## What the task asks
Transcribe, word for word and without additions, each line below from the one containing "# each pair looks like [[224, 261]]" through the one containing "# each pair looks like [[60, 213]]", both ends included.
___
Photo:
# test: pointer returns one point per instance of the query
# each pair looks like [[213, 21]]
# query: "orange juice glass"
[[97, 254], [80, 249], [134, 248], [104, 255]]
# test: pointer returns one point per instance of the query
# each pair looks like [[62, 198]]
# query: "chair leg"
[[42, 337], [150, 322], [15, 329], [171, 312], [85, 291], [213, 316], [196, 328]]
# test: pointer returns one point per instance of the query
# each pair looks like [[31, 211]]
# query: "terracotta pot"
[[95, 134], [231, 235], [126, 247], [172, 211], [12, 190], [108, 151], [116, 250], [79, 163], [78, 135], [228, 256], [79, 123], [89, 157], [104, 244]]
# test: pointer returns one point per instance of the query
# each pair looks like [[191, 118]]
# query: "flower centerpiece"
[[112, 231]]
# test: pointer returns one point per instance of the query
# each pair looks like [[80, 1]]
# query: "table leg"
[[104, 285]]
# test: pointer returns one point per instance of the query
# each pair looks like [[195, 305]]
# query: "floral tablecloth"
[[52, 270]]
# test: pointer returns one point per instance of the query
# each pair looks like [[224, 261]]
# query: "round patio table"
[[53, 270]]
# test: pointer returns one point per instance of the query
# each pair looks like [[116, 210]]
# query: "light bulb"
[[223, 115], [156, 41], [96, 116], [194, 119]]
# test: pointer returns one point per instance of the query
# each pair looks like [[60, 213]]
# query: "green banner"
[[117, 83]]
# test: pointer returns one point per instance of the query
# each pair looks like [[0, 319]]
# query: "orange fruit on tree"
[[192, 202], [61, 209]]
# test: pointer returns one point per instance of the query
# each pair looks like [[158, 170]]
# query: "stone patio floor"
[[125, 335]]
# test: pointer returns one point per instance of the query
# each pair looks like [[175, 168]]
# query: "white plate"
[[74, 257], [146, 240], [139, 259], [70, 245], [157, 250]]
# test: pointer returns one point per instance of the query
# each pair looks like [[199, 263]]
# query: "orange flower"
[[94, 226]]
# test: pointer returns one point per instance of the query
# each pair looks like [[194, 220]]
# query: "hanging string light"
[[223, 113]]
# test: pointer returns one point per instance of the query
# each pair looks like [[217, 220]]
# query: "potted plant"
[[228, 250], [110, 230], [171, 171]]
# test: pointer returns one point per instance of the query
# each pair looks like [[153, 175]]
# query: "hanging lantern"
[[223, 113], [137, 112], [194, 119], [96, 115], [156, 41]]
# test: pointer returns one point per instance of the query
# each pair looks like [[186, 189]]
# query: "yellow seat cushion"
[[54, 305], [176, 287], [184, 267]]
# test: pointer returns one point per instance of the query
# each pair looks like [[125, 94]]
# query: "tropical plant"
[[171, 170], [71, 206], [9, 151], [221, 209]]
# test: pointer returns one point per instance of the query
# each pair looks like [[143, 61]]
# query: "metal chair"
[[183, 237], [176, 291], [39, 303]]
___
## Solution to the problem
# each pair looks like [[224, 261]]
# query: "round patio table"
[[53, 270]]
# test: pointer returns one point per instance of the query
# each pair looks like [[116, 210]]
# query: "light bulb"
[[223, 115], [156, 41], [96, 116], [194, 119]]
# test: pointer returns one point per instance of the query
# each pair looks like [[60, 213]]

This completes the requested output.